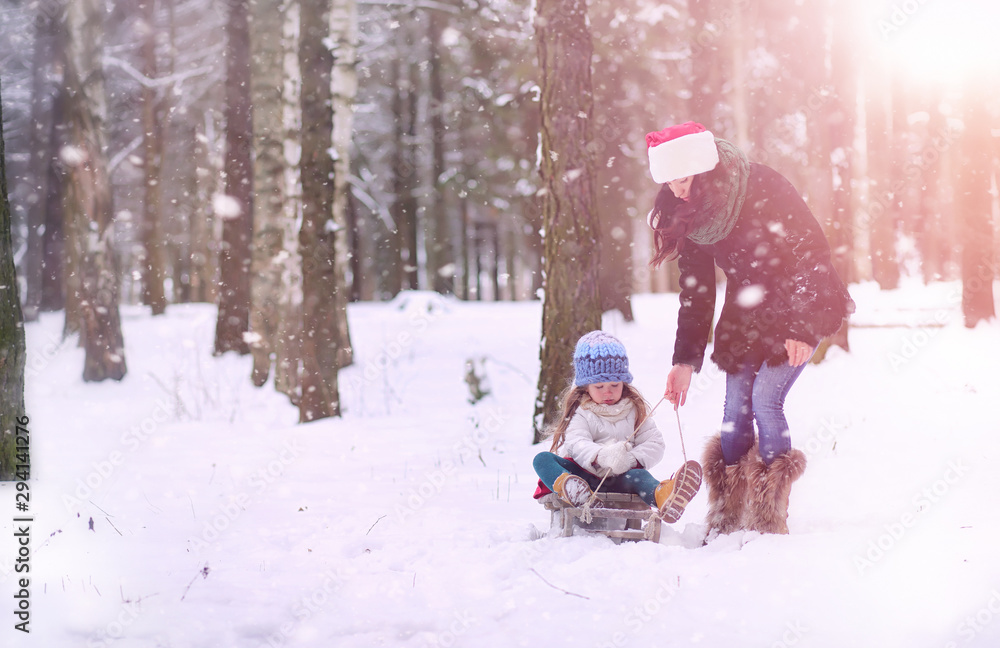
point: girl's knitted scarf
(721, 204)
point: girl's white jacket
(589, 431)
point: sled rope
(648, 531)
(585, 515)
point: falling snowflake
(751, 296)
(226, 207)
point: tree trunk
(287, 352)
(43, 95)
(571, 305)
(440, 251)
(882, 194)
(88, 195)
(12, 351)
(404, 182)
(237, 204)
(154, 264)
(975, 204)
(344, 30)
(707, 64)
(320, 394)
(267, 287)
(54, 248)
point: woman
(782, 297)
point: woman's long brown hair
(674, 219)
(574, 396)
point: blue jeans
(638, 481)
(757, 393)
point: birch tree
(975, 204)
(269, 255)
(571, 305)
(236, 205)
(344, 36)
(320, 396)
(88, 195)
(153, 264)
(12, 353)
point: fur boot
(769, 488)
(727, 488)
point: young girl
(604, 432)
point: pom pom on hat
(680, 151)
(598, 358)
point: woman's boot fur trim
(770, 486)
(727, 488)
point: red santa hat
(680, 151)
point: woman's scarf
(721, 204)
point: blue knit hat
(598, 358)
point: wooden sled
(608, 520)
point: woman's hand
(798, 352)
(678, 382)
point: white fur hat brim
(683, 156)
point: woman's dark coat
(781, 283)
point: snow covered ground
(183, 507)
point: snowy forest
(290, 289)
(282, 159)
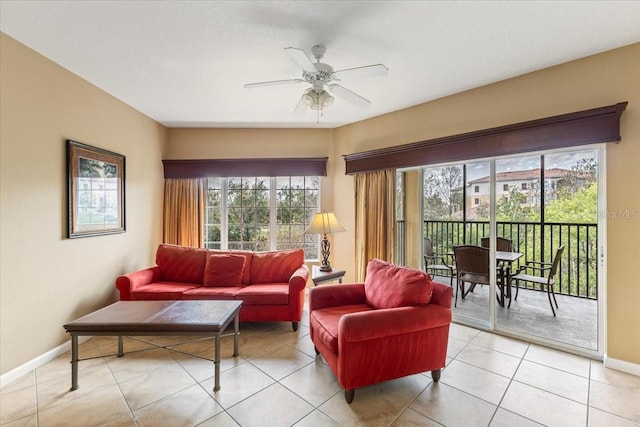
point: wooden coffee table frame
(157, 318)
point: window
(262, 213)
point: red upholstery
(180, 274)
(224, 270)
(181, 263)
(387, 285)
(363, 345)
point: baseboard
(14, 374)
(621, 365)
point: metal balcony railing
(578, 272)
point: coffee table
(157, 318)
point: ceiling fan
(323, 80)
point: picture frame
(95, 191)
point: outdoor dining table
(508, 258)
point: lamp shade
(324, 223)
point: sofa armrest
(369, 325)
(127, 282)
(298, 280)
(441, 294)
(336, 295)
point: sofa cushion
(160, 291)
(264, 294)
(275, 266)
(388, 286)
(181, 263)
(326, 321)
(211, 292)
(223, 270)
(248, 257)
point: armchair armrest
(336, 295)
(369, 325)
(127, 282)
(298, 280)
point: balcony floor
(576, 321)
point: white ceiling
(184, 63)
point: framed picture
(95, 190)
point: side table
(325, 276)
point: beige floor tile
(544, 407)
(25, 381)
(455, 346)
(221, 420)
(506, 345)
(282, 361)
(94, 409)
(477, 381)
(238, 384)
(18, 404)
(57, 391)
(30, 421)
(273, 406)
(614, 400)
(412, 418)
(598, 418)
(316, 419)
(491, 360)
(469, 411)
(615, 378)
(504, 418)
(559, 360)
(154, 384)
(378, 404)
(315, 383)
(462, 333)
(554, 381)
(185, 408)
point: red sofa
(394, 324)
(270, 284)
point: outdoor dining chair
(545, 278)
(436, 263)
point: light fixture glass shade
(317, 100)
(324, 223)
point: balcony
(576, 285)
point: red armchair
(393, 325)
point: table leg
(216, 363)
(74, 362)
(236, 329)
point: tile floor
(278, 381)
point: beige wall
(600, 80)
(45, 278)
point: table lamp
(324, 223)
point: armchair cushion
(389, 286)
(224, 270)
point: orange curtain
(184, 205)
(375, 218)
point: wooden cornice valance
(307, 166)
(580, 128)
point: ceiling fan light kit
(322, 77)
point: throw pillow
(388, 286)
(224, 270)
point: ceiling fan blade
(350, 96)
(301, 58)
(376, 70)
(273, 83)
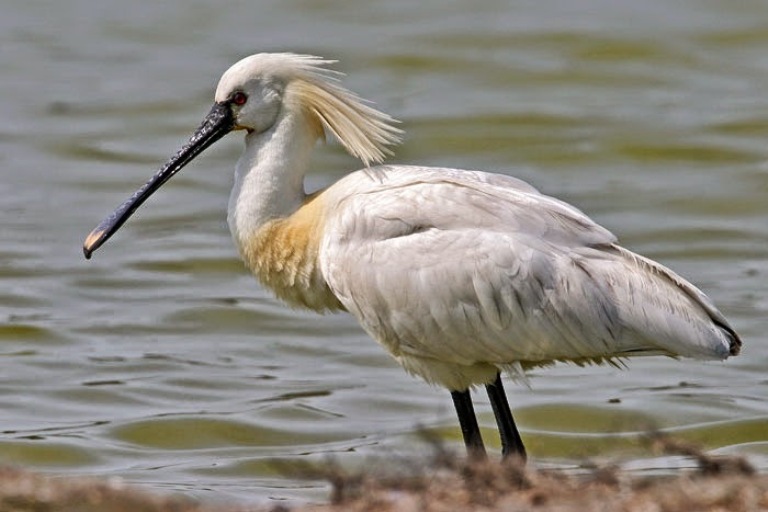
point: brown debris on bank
(449, 484)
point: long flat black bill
(216, 124)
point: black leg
(511, 443)
(468, 421)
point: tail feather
(728, 342)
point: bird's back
(465, 268)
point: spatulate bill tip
(92, 242)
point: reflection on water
(163, 362)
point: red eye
(239, 98)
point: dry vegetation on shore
(449, 485)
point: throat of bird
(276, 226)
(269, 177)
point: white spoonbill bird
(459, 274)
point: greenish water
(162, 361)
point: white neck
(269, 178)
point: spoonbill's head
(254, 95)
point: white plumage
(458, 274)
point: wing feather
(465, 269)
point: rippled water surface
(162, 361)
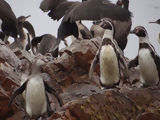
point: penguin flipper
(17, 92)
(53, 91)
(124, 64)
(133, 63)
(93, 64)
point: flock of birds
(111, 23)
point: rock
(73, 64)
(111, 104)
(149, 116)
(83, 98)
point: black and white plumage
(9, 21)
(109, 56)
(84, 32)
(86, 10)
(147, 58)
(36, 99)
(121, 28)
(43, 44)
(22, 40)
(157, 22)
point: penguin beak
(119, 2)
(132, 32)
(27, 17)
(153, 22)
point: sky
(143, 12)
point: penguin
(157, 22)
(147, 58)
(122, 29)
(84, 32)
(43, 44)
(36, 99)
(108, 57)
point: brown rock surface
(84, 100)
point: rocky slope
(83, 98)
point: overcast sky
(143, 12)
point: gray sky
(143, 12)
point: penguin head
(157, 21)
(108, 26)
(22, 19)
(97, 31)
(140, 31)
(37, 65)
(123, 3)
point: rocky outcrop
(83, 98)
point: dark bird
(109, 57)
(9, 21)
(121, 28)
(85, 10)
(43, 45)
(147, 59)
(36, 99)
(157, 21)
(84, 32)
(22, 40)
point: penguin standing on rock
(157, 22)
(148, 59)
(36, 99)
(109, 57)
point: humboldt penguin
(22, 41)
(109, 57)
(147, 58)
(122, 29)
(84, 32)
(85, 10)
(9, 21)
(43, 45)
(36, 99)
(158, 22)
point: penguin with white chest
(108, 56)
(148, 59)
(36, 99)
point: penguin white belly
(36, 103)
(0, 24)
(148, 70)
(109, 68)
(24, 77)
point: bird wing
(96, 10)
(61, 9)
(17, 92)
(93, 64)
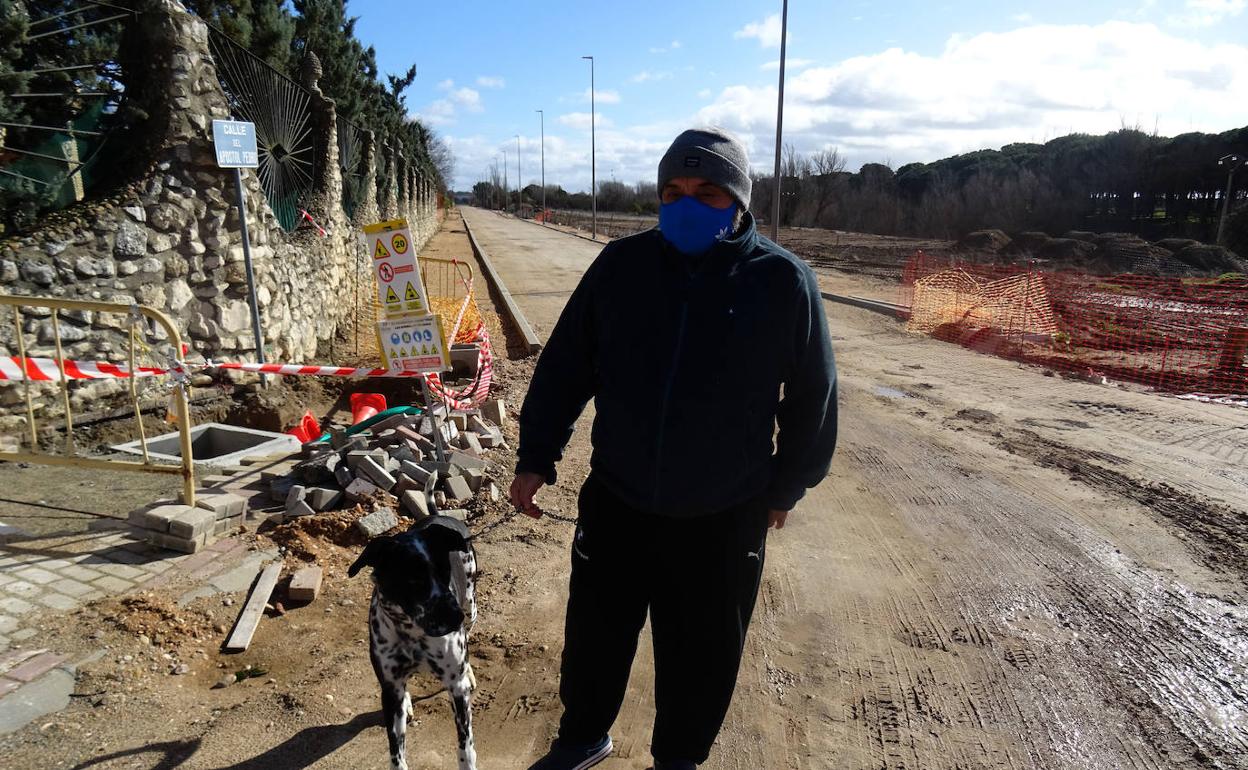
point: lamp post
(775, 202)
(543, 164)
(1231, 162)
(593, 169)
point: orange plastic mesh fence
(1173, 333)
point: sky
(889, 82)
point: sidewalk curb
(513, 311)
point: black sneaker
(574, 758)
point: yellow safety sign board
(413, 343)
(399, 288)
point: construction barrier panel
(1186, 335)
(137, 327)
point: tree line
(1123, 181)
(278, 31)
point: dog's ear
(372, 554)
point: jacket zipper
(667, 397)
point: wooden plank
(253, 609)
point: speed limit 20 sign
(399, 290)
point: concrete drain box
(215, 444)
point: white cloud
(602, 96)
(647, 75)
(1207, 13)
(789, 65)
(987, 90)
(768, 31)
(580, 121)
(466, 97)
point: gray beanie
(711, 154)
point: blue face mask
(693, 227)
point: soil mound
(984, 241)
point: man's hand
(524, 486)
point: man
(684, 336)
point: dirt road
(1002, 570)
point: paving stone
(13, 605)
(56, 600)
(157, 517)
(115, 585)
(306, 584)
(376, 473)
(221, 503)
(457, 488)
(189, 526)
(35, 667)
(20, 588)
(35, 574)
(300, 508)
(361, 489)
(323, 498)
(70, 588)
(377, 522)
(494, 411)
(414, 503)
(126, 572)
(466, 461)
(176, 543)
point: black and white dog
(422, 610)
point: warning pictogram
(399, 290)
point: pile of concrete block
(189, 528)
(394, 463)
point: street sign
(413, 343)
(399, 288)
(235, 142)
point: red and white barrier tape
(45, 370)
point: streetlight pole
(775, 202)
(543, 165)
(1229, 161)
(593, 157)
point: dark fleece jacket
(693, 365)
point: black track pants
(698, 578)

****************

### EXERCISE
Repeat each entry above word for word, leaving every picture out.

### RESULT OF THIS TASK
point: girl's knitted scarf
(721, 204)
point: girl's white jacket
(589, 431)
point: sled rope
(648, 531)
(585, 515)
point: falling snowflake
(751, 296)
(226, 207)
point: tree trunk
(287, 352)
(43, 95)
(571, 305)
(440, 251)
(882, 194)
(88, 195)
(12, 351)
(404, 182)
(237, 204)
(154, 264)
(975, 204)
(344, 30)
(707, 64)
(320, 394)
(267, 287)
(54, 248)
point: woman
(782, 297)
point: woman's long brown hair
(674, 219)
(574, 396)
point: blue jeans
(638, 481)
(757, 393)
point: birch tree
(975, 204)
(269, 255)
(571, 305)
(236, 205)
(344, 36)
(320, 396)
(88, 195)
(153, 264)
(12, 353)
point: fur boot
(769, 488)
(727, 488)
point: young girl
(604, 432)
point: pom pom on hat
(680, 151)
(598, 358)
point: woman's boot fur trim
(770, 486)
(727, 488)
point: red santa hat
(680, 151)
point: woman's scarf
(721, 204)
point: blue knit hat
(598, 358)
point: wooden sled
(608, 520)
point: woman's hand
(798, 352)
(678, 382)
point: white fur hat brim
(683, 156)
point: woman's dark coat
(781, 283)
point: snow covered ground
(183, 507)
point: snowy forest
(290, 289)
(282, 159)
point: wooden coffee table frame
(157, 318)
point: window
(262, 213)
point: red upholstery
(180, 274)
(224, 270)
(181, 263)
(387, 285)
(363, 345)
point: baseboard
(14, 374)
(621, 365)
point: metal balcony railing
(578, 272)
point: coffee table
(157, 318)
point: ceiling fan
(323, 80)
point: picture frame
(95, 191)
point: outdoor dining table
(508, 258)
point: lamp shade
(324, 223)
point: sofa armrest
(369, 325)
(127, 282)
(298, 280)
(441, 294)
(336, 295)
point: sofa cushion
(160, 291)
(264, 294)
(275, 266)
(388, 286)
(181, 263)
(326, 321)
(211, 292)
(223, 270)
(248, 257)
point: armchair armrest
(336, 295)
(369, 325)
(127, 282)
(298, 280)
point: balcony floor
(576, 321)
point: white ceiling
(184, 63)
point: framed picture
(95, 190)
point: side table
(325, 276)
point: beige floor tile
(544, 407)
(25, 381)
(455, 346)
(221, 420)
(506, 345)
(282, 361)
(94, 409)
(477, 381)
(238, 384)
(18, 404)
(57, 391)
(30, 421)
(273, 406)
(614, 400)
(412, 418)
(598, 418)
(316, 419)
(491, 360)
(469, 411)
(615, 378)
(504, 418)
(559, 360)
(154, 384)
(378, 404)
(315, 383)
(462, 333)
(554, 381)
(185, 408)
point: red sofa
(394, 324)
(270, 284)
point: outdoor dining chair
(545, 278)
(436, 263)
point: light fixture glass shade
(317, 100)
(324, 223)
point: balcony
(576, 285)
point: red armchair
(393, 325)
point: table leg
(216, 363)
(74, 362)
(236, 329)
point: tile floor
(278, 381)
point: beige wall
(600, 80)
(45, 278)
point: table lamp
(324, 223)
point: armchair cushion
(389, 286)
(224, 270)
point: orange curtain
(184, 205)
(375, 218)
point: wooden cornice valance
(307, 166)
(580, 128)
point: ceiling fan light kit
(322, 77)
point: throw pillow
(388, 286)
(224, 270)
point: ceiling fan blade
(350, 96)
(301, 58)
(376, 70)
(273, 83)
point: brown debris on bank
(449, 484)
point: long flat black bill
(216, 124)
point: black leg
(511, 443)
(468, 421)
point: tail feather
(728, 342)
point: bird's back
(465, 268)
point: spatulate bill tip
(92, 242)
point: reflection on water
(163, 362)
point: red eye
(239, 98)
point: dry vegetation on shore
(449, 485)
point: throat of bird
(276, 226)
(269, 177)
point: white spoonbill bird
(459, 274)
point: greenish water
(162, 361)
point: white neck
(269, 178)
point: spoonbill's head
(254, 95)
point: white plumage
(458, 274)
point: wing feather
(465, 269)
point: rippled water surface
(162, 361)
point: penguin flipper
(17, 92)
(53, 91)
(124, 64)
(133, 63)
(93, 64)
point: flock of birds
(111, 23)
point: rock
(73, 64)
(111, 104)
(149, 116)
(83, 98)
point: black and white plumage
(9, 21)
(109, 56)
(84, 32)
(86, 10)
(147, 58)
(36, 99)
(121, 28)
(43, 44)
(22, 40)
(157, 22)
point: penguin beak
(119, 2)
(132, 32)
(27, 17)
(153, 22)
point: sky
(143, 12)
point: penguin
(157, 22)
(147, 58)
(122, 29)
(84, 32)
(43, 44)
(36, 99)
(108, 57)
point: brown rock surface
(84, 100)
point: rocky slope
(83, 98)
point: overcast sky
(143, 12)
point: gray sky
(143, 12)
point: penguin head
(157, 21)
(108, 26)
(22, 19)
(97, 31)
(140, 31)
(37, 65)
(123, 3)
point: rocky outcrop
(83, 98)
point: dark bird
(109, 57)
(9, 21)
(121, 28)
(85, 10)
(43, 45)
(147, 59)
(36, 99)
(157, 21)
(84, 32)
(22, 40)
point: penguin standing on rock
(157, 22)
(148, 59)
(36, 99)
(109, 57)
point: humboldt penguin
(22, 41)
(109, 57)
(147, 58)
(122, 29)
(84, 32)
(85, 10)
(9, 21)
(43, 45)
(36, 99)
(158, 22)
point: penguin with white chest
(108, 56)
(148, 59)
(36, 99)
point: penguin white belly
(36, 103)
(0, 24)
(148, 70)
(109, 68)
(24, 77)
point: bird wing
(96, 10)
(61, 9)
(17, 92)
(93, 64)
point: lamp post
(775, 202)
(543, 164)
(1231, 162)
(593, 169)
point: orange plastic mesh fence
(1173, 333)
point: sky
(889, 82)
point: sidewalk curb
(513, 311)
point: black sneaker
(574, 758)
point: yellow safety sign board
(413, 343)
(399, 288)
point: construction barrier panel
(1186, 335)
(137, 327)
point: tree line
(1123, 181)
(278, 31)
point: dog's ear
(372, 554)
point: jacket zipper
(667, 397)
point: wooden plank
(253, 609)
point: speed limit 20 sign
(399, 290)
point: concrete drain box
(215, 444)
point: white cloud
(602, 96)
(647, 75)
(1207, 13)
(789, 65)
(987, 90)
(768, 31)
(580, 121)
(466, 97)
point: gray beanie
(711, 154)
point: blue face mask
(693, 227)
point: soil mound
(984, 241)
point: man's hand
(524, 486)
point: man
(684, 336)
point: dirt road
(1002, 570)
point: paving stone
(13, 605)
(56, 600)
(157, 517)
(115, 585)
(306, 584)
(376, 473)
(221, 503)
(457, 488)
(189, 526)
(35, 667)
(20, 588)
(35, 574)
(300, 508)
(361, 489)
(323, 498)
(70, 588)
(377, 522)
(494, 411)
(414, 503)
(126, 572)
(466, 461)
(176, 543)
point: black and white dog
(422, 610)
point: warning pictogram
(399, 290)
point: pile of concrete block
(189, 528)
(394, 463)
point: street sign
(413, 343)
(399, 288)
(235, 142)
point: red and white barrier tape
(45, 370)
point: streetlight pole
(775, 202)
(543, 165)
(1229, 161)
(593, 157)
point: dark fleece jacket
(693, 365)
point: black track pants
(698, 578)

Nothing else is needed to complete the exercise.